◆ **PROBLEM DETAILS**: Return each line of the data below that contains the word "post", copied in full.
## START INFORMATION GIVEN
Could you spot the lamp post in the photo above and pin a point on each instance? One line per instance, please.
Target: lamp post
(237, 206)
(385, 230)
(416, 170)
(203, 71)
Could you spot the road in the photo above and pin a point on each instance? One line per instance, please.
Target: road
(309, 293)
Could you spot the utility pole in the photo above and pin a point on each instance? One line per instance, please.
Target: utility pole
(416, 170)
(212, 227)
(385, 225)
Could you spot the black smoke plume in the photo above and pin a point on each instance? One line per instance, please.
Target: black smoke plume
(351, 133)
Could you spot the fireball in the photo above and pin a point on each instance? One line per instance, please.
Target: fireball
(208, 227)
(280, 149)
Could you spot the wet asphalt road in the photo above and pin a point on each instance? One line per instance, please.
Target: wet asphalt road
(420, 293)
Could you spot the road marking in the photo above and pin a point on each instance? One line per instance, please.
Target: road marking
## END INFORMATION GIVEN
## START INFORMATION GIVEN
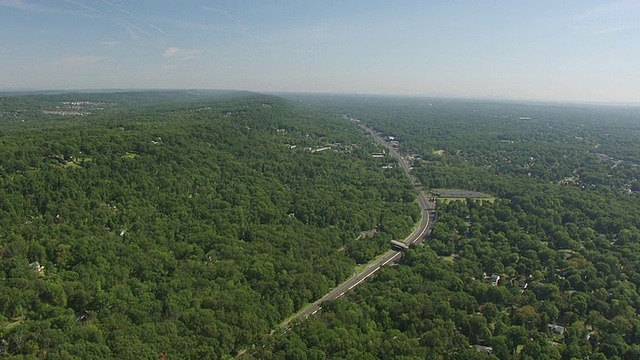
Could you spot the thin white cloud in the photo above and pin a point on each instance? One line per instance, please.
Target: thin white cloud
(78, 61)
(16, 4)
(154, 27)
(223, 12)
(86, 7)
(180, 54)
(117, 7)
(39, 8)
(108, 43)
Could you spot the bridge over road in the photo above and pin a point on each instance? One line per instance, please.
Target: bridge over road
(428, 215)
## END INFORMATION GIVEN
◆ **PROBLEM SOLUTION**:
Could you spot the lamp post in the photo above and pin a point on each instance? One line per instance, please.
Target: lamp post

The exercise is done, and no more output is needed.